TASK ITEM: Repeat the entries below exactly as they appear, with no pictures.

==== INFORMATION PROVIDED

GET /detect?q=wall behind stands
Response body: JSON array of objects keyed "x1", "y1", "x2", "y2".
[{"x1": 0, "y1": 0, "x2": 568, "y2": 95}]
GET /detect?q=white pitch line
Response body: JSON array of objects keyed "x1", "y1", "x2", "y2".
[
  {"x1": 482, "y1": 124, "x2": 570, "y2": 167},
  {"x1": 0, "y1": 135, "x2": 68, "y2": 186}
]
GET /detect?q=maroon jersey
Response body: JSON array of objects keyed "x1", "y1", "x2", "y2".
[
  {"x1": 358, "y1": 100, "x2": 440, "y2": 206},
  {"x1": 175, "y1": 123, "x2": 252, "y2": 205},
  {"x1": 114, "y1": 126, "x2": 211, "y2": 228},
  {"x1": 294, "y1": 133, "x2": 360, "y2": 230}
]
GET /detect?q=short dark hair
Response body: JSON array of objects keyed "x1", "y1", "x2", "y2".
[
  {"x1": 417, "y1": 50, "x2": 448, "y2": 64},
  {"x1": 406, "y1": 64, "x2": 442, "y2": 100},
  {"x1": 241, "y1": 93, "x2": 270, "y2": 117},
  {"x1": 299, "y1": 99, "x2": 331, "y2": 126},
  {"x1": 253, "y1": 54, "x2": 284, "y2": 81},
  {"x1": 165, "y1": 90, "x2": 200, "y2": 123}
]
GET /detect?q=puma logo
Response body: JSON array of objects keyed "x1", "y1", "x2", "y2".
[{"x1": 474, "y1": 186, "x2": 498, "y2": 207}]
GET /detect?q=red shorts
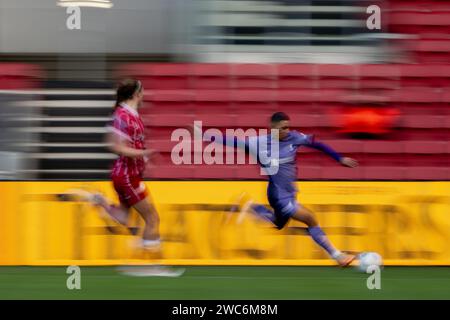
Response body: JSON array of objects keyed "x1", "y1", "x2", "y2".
[{"x1": 112, "y1": 175, "x2": 148, "y2": 208}]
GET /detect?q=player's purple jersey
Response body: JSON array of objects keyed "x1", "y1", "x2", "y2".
[
  {"x1": 216, "y1": 130, "x2": 342, "y2": 194},
  {"x1": 248, "y1": 131, "x2": 315, "y2": 193},
  {"x1": 271, "y1": 131, "x2": 311, "y2": 190}
]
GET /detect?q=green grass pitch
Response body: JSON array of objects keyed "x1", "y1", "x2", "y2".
[{"x1": 0, "y1": 266, "x2": 449, "y2": 299}]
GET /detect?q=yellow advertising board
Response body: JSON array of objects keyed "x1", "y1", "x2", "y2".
[{"x1": 0, "y1": 181, "x2": 449, "y2": 266}]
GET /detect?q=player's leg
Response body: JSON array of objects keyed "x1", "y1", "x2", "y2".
[
  {"x1": 238, "y1": 201, "x2": 291, "y2": 230},
  {"x1": 120, "y1": 178, "x2": 161, "y2": 249},
  {"x1": 290, "y1": 205, "x2": 355, "y2": 267},
  {"x1": 236, "y1": 192, "x2": 289, "y2": 229},
  {"x1": 91, "y1": 194, "x2": 129, "y2": 225},
  {"x1": 238, "y1": 199, "x2": 277, "y2": 225},
  {"x1": 65, "y1": 188, "x2": 130, "y2": 226},
  {"x1": 233, "y1": 193, "x2": 274, "y2": 225},
  {"x1": 117, "y1": 192, "x2": 184, "y2": 277},
  {"x1": 102, "y1": 176, "x2": 152, "y2": 231},
  {"x1": 132, "y1": 196, "x2": 160, "y2": 246}
]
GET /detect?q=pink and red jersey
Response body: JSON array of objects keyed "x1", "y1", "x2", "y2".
[{"x1": 109, "y1": 103, "x2": 146, "y2": 178}]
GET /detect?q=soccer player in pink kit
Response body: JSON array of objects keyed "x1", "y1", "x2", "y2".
[{"x1": 77, "y1": 79, "x2": 161, "y2": 250}]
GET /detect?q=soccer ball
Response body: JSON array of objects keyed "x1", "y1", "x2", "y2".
[{"x1": 357, "y1": 252, "x2": 383, "y2": 272}]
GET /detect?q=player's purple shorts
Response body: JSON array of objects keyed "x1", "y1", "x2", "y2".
[{"x1": 268, "y1": 193, "x2": 299, "y2": 229}]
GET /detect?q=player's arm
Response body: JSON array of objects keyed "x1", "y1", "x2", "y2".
[
  {"x1": 303, "y1": 135, "x2": 358, "y2": 168},
  {"x1": 191, "y1": 123, "x2": 250, "y2": 152},
  {"x1": 106, "y1": 132, "x2": 153, "y2": 158},
  {"x1": 107, "y1": 115, "x2": 154, "y2": 158}
]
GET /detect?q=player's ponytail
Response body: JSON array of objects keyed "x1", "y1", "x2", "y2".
[{"x1": 115, "y1": 78, "x2": 142, "y2": 108}]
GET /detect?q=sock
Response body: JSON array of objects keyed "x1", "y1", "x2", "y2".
[{"x1": 308, "y1": 226, "x2": 341, "y2": 259}]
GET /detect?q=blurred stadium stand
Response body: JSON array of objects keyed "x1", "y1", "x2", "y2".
[
  {"x1": 193, "y1": 0, "x2": 390, "y2": 63},
  {"x1": 118, "y1": 62, "x2": 449, "y2": 181},
  {"x1": 0, "y1": 64, "x2": 43, "y2": 179}
]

========

WRITTEN RESPONSE:
GET /detect?q=wall behind stands
Response body: JSON array of objects keyed "x1", "y1", "x2", "y2".
[{"x1": 0, "y1": 0, "x2": 568, "y2": 95}]
GET /detect?q=white pitch line
Response body: JSON array of objects keyed "x1", "y1", "x2", "y2".
[
  {"x1": 482, "y1": 124, "x2": 570, "y2": 167},
  {"x1": 0, "y1": 135, "x2": 68, "y2": 186}
]
GET /detect?q=maroon jersey
Response body: JSON array of objects keyed "x1", "y1", "x2", "y2".
[
  {"x1": 358, "y1": 100, "x2": 440, "y2": 206},
  {"x1": 175, "y1": 123, "x2": 252, "y2": 205},
  {"x1": 114, "y1": 126, "x2": 211, "y2": 228},
  {"x1": 294, "y1": 133, "x2": 360, "y2": 230}
]
GET /detect?q=short dark hair
Response body: JSON array of objects keyed "x1", "y1", "x2", "y2".
[
  {"x1": 417, "y1": 50, "x2": 448, "y2": 64},
  {"x1": 406, "y1": 64, "x2": 442, "y2": 100},
  {"x1": 241, "y1": 93, "x2": 270, "y2": 117},
  {"x1": 299, "y1": 99, "x2": 331, "y2": 126},
  {"x1": 253, "y1": 54, "x2": 284, "y2": 81},
  {"x1": 165, "y1": 90, "x2": 200, "y2": 123}
]
GET /detect?q=puma logo
Response body: JSON array of objects keyed "x1", "y1", "x2", "y2".
[{"x1": 474, "y1": 186, "x2": 498, "y2": 207}]
GET /detect?q=red shorts
Response body: JSON array of objects keyed "x1", "y1", "x2", "y2".
[{"x1": 112, "y1": 175, "x2": 148, "y2": 208}]
GET /detect?q=player's purple jersey
Response body: JSON array of objects keyed "x1", "y1", "x2", "y2".
[
  {"x1": 216, "y1": 130, "x2": 342, "y2": 194},
  {"x1": 248, "y1": 131, "x2": 315, "y2": 193},
  {"x1": 271, "y1": 131, "x2": 311, "y2": 190}
]
GET /detect?q=green grass pitch
Response body: JSON array of objects keyed "x1", "y1", "x2", "y2".
[{"x1": 0, "y1": 266, "x2": 449, "y2": 299}]
GET /detect?q=yellow advertising board
Response body: JSON array of objects keyed "x1", "y1", "x2", "y2".
[{"x1": 0, "y1": 181, "x2": 449, "y2": 266}]
GET /detect?q=player's leg
Response body: JSON array of objects keyed "x1", "y1", "x2", "y2".
[
  {"x1": 238, "y1": 201, "x2": 291, "y2": 230},
  {"x1": 120, "y1": 178, "x2": 161, "y2": 249},
  {"x1": 290, "y1": 205, "x2": 355, "y2": 267},
  {"x1": 236, "y1": 192, "x2": 289, "y2": 229},
  {"x1": 91, "y1": 194, "x2": 129, "y2": 225},
  {"x1": 238, "y1": 199, "x2": 277, "y2": 225},
  {"x1": 65, "y1": 188, "x2": 130, "y2": 226},
  {"x1": 233, "y1": 193, "x2": 274, "y2": 225},
  {"x1": 117, "y1": 192, "x2": 184, "y2": 277},
  {"x1": 102, "y1": 176, "x2": 152, "y2": 231},
  {"x1": 132, "y1": 196, "x2": 160, "y2": 246}
]
GET /detect?q=pink and red jersey
Response body: JSON array of objects keyed "x1", "y1", "x2", "y2".
[{"x1": 109, "y1": 103, "x2": 146, "y2": 178}]
GET /detect?q=soccer player in pink kit
Response body: JSON array of objects keyed "x1", "y1", "x2", "y2".
[{"x1": 77, "y1": 79, "x2": 161, "y2": 250}]
GET /detect?q=soccer ball
Response body: JSON array of objects keyed "x1", "y1", "x2", "y2".
[{"x1": 357, "y1": 252, "x2": 383, "y2": 272}]
GET /detect?q=player's purple shorts
Response body: JSON array of objects keyed "x1", "y1", "x2", "y2".
[{"x1": 268, "y1": 193, "x2": 299, "y2": 229}]
GET /detect?q=player's arm
Response body: JSON array of objects keyed "x1", "y1", "x2", "y2".
[
  {"x1": 303, "y1": 135, "x2": 358, "y2": 168},
  {"x1": 191, "y1": 123, "x2": 250, "y2": 152},
  {"x1": 106, "y1": 132, "x2": 153, "y2": 158},
  {"x1": 107, "y1": 115, "x2": 154, "y2": 158}
]
GET /detect?q=player's ponytail
Response body: JSON array of objects keyed "x1", "y1", "x2", "y2".
[{"x1": 115, "y1": 78, "x2": 142, "y2": 108}]
GET /detect?q=sock
Response body: JSON array of objects keyed "x1", "y1", "x2", "y2".
[{"x1": 308, "y1": 226, "x2": 341, "y2": 259}]
GET /detect?q=blurred stadium stand
Response body: JSON array of objects keyed "x1", "y1", "x2", "y2".
[
  {"x1": 193, "y1": 0, "x2": 390, "y2": 63},
  {"x1": 118, "y1": 62, "x2": 449, "y2": 181},
  {"x1": 0, "y1": 64, "x2": 43, "y2": 179}
]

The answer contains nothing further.